### TASK TO COMPLETE
Copy out word for word the stretch from the line containing "The service MUST return one point per instance of the unopened" through the end of the entries, with both of those ends included.

### GIVEN RECORDS
* BEGIN *
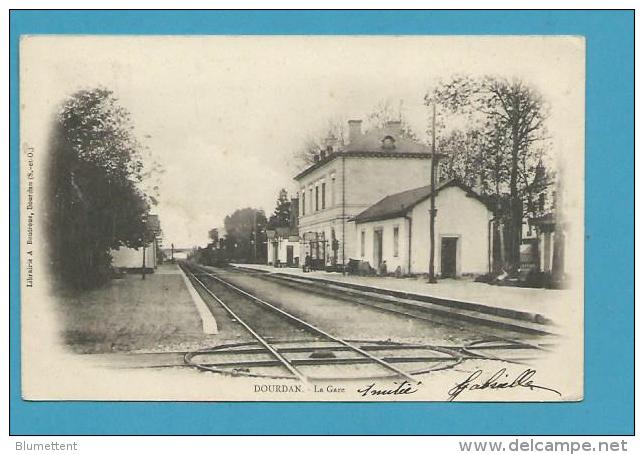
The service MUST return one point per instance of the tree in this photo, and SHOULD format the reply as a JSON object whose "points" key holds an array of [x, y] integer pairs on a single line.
{"points": [[95, 201], [281, 217], [246, 235], [511, 116]]}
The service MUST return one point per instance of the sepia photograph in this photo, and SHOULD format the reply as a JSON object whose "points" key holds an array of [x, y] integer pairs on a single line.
{"points": [[302, 218]]}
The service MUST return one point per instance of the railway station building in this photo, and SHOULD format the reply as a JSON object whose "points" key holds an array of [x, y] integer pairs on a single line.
{"points": [[395, 232], [345, 180]]}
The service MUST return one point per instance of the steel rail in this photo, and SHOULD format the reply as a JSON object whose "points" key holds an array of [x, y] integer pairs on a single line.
{"points": [[284, 280], [317, 329], [297, 373]]}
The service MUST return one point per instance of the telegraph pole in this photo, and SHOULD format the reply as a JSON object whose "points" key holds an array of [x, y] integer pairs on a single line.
{"points": [[254, 235], [145, 227], [432, 199]]}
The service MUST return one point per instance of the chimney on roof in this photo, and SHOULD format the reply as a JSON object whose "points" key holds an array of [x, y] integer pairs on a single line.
{"points": [[355, 130], [393, 128], [330, 144]]}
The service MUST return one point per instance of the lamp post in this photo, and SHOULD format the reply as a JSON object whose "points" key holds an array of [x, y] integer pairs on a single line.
{"points": [[432, 199], [144, 247]]}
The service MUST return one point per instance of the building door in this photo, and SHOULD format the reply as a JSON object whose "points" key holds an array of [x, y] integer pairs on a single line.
{"points": [[377, 248], [289, 255], [448, 256]]}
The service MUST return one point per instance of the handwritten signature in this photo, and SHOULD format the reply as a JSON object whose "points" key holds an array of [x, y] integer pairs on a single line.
{"points": [[499, 380], [403, 388]]}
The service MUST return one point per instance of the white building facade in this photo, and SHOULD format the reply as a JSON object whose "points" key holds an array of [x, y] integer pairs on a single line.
{"points": [[344, 181], [396, 230]]}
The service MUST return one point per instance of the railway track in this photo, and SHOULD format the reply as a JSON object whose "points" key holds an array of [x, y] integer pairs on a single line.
{"points": [[539, 340], [309, 353]]}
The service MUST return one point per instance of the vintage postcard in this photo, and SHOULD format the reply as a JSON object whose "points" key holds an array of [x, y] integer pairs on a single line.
{"points": [[302, 218]]}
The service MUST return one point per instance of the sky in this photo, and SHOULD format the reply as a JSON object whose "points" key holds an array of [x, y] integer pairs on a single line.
{"points": [[224, 116]]}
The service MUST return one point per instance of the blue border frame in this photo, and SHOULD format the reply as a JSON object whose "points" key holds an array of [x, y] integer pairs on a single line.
{"points": [[608, 408]]}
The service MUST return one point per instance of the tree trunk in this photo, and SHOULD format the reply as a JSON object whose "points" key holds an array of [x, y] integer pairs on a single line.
{"points": [[516, 209]]}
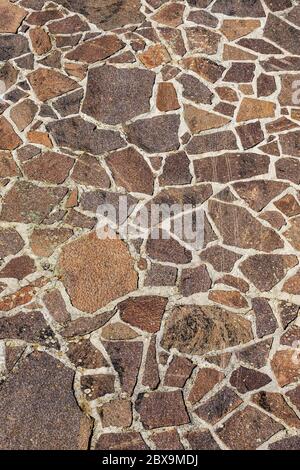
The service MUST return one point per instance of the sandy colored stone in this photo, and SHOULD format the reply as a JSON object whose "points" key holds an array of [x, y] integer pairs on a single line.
{"points": [[48, 84], [199, 120], [252, 108], [110, 266]]}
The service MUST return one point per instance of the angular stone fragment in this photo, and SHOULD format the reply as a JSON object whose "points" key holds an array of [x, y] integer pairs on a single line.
{"points": [[42, 388], [48, 84], [230, 167], [246, 228], [205, 381], [121, 441], [126, 358], [129, 90], [144, 312], [48, 167], [248, 429], [265, 271], [194, 280], [200, 329], [78, 134], [252, 108], [28, 203], [9, 140], [286, 366], [282, 33], [218, 406], [110, 266], [155, 135], [96, 386], [199, 120], [149, 405], [12, 45], [130, 170]]}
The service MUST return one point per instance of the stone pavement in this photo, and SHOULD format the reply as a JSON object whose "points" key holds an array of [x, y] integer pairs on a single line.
{"points": [[150, 343]]}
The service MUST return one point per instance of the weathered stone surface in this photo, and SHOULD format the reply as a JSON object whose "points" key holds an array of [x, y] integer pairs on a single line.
{"points": [[197, 330], [194, 280], [78, 134], [144, 312], [129, 90], [131, 171], [28, 203], [42, 388], [282, 33], [103, 257], [265, 271], [246, 228], [230, 167], [149, 405], [48, 84], [286, 366], [248, 429], [126, 358], [218, 406], [155, 135], [259, 193], [204, 382]]}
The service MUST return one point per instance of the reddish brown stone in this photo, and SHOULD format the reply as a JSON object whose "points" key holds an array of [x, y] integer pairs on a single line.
{"points": [[149, 405], [204, 382], [18, 268], [110, 266], [143, 312], [178, 372], [246, 227], [126, 358], [131, 171], [194, 280], [198, 330], [218, 406], [116, 413], [48, 167], [230, 167], [265, 271], [96, 386], [248, 429], [48, 84]]}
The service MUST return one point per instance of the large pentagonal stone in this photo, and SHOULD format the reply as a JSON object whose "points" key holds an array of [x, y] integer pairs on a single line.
{"points": [[117, 95], [95, 271], [38, 410]]}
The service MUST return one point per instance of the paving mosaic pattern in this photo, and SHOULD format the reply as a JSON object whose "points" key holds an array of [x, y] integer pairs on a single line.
{"points": [[136, 344]]}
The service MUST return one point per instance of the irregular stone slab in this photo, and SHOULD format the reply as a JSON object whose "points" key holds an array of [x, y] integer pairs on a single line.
{"points": [[109, 266], [48, 84], [259, 193], [28, 203], [199, 329], [218, 406], [265, 271], [149, 407], [130, 170], [12, 45], [144, 312], [282, 33], [239, 8], [42, 387], [248, 429], [126, 359], [155, 135], [230, 167], [78, 134], [109, 14], [239, 228], [129, 90]]}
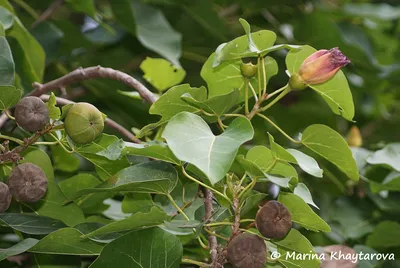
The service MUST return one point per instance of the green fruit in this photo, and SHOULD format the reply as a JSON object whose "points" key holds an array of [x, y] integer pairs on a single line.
{"points": [[31, 114], [27, 183], [83, 123], [247, 250], [5, 197], [248, 69]]}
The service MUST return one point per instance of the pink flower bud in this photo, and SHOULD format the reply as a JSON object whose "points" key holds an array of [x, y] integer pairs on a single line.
{"points": [[319, 67]]}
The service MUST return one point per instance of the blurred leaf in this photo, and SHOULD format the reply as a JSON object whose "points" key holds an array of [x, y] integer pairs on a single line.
{"points": [[144, 248], [336, 91], [7, 67], [31, 224], [330, 145], [9, 96], [302, 214], [19, 248], [139, 220], [154, 149], [161, 74], [385, 235], [6, 18], [217, 105], [389, 155], [54, 111], [191, 140], [66, 241], [306, 163]]}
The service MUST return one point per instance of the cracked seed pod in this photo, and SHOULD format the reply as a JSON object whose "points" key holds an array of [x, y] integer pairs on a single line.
{"points": [[27, 183], [273, 220], [83, 123], [5, 197], [247, 250], [31, 114]]}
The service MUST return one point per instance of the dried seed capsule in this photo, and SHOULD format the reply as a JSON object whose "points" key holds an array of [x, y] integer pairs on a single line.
{"points": [[5, 197], [247, 250], [27, 183], [31, 114], [83, 123], [273, 220]]}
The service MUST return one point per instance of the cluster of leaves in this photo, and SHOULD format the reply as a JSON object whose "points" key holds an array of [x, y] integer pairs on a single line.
{"points": [[106, 203]]}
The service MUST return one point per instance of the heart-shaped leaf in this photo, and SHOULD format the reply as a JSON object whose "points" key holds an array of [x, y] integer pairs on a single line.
{"points": [[329, 144], [153, 248], [336, 91], [191, 140]]}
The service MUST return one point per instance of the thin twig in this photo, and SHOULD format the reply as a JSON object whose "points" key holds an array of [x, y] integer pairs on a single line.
{"points": [[48, 12], [109, 122]]}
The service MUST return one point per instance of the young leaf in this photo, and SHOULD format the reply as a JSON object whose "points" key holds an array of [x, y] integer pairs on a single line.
{"points": [[67, 241], [144, 248], [54, 111], [302, 214], [329, 144], [336, 92], [191, 140], [161, 74]]}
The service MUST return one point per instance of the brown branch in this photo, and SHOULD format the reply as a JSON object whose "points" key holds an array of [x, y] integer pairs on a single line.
{"points": [[217, 259], [48, 12], [111, 123], [81, 74]]}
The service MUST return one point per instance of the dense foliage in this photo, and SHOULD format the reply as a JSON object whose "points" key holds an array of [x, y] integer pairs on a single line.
{"points": [[251, 148]]}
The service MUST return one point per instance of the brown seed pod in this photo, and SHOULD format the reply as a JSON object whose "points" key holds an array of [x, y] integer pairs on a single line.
{"points": [[247, 250], [5, 197], [31, 114], [83, 123], [273, 220], [27, 182]]}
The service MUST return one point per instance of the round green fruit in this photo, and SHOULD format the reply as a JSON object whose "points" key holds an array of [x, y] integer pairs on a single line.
{"points": [[31, 114], [27, 183], [248, 69], [83, 123]]}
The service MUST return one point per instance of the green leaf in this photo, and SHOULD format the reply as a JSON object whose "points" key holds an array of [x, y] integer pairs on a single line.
{"points": [[105, 167], [329, 144], [139, 220], [54, 111], [191, 140], [53, 203], [306, 163], [9, 96], [84, 6], [6, 18], [156, 150], [149, 177], [19, 248], [336, 91], [30, 55], [218, 105], [145, 248], [67, 241], [386, 235], [302, 214], [302, 191], [264, 159], [161, 74], [389, 155], [31, 224], [227, 76], [7, 67]]}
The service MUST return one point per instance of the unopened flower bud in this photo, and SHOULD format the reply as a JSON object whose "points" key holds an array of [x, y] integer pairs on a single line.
{"points": [[319, 68]]}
* END *
### ANSWER IN FULL
The service MUST return one point per instance of the unopened flower bud in this photo, and SHOULD format the reply as a JSON object whose "points" key holds an array of [x, y] integer pairs on a single line.
{"points": [[319, 68]]}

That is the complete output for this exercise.